■ To do ■
Transcribe the entries exactly as given and skip whatever images they hold.

*** Opening of Recorded data ***

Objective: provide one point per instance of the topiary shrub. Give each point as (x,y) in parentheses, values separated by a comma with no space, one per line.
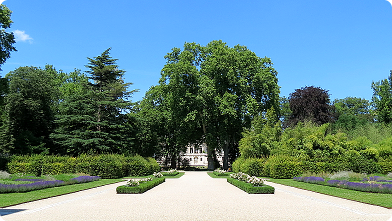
(138,166)
(385,167)
(141,188)
(249,188)
(252,166)
(237,164)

*** Close of Recorded data ***

■ Result of this task ■
Objective: provide one point per instance of the topiary shrub. Give each point as (x,y) in parentheses, values separated by a comma with no space, one per line.
(138,166)
(385,167)
(141,188)
(249,188)
(252,166)
(237,164)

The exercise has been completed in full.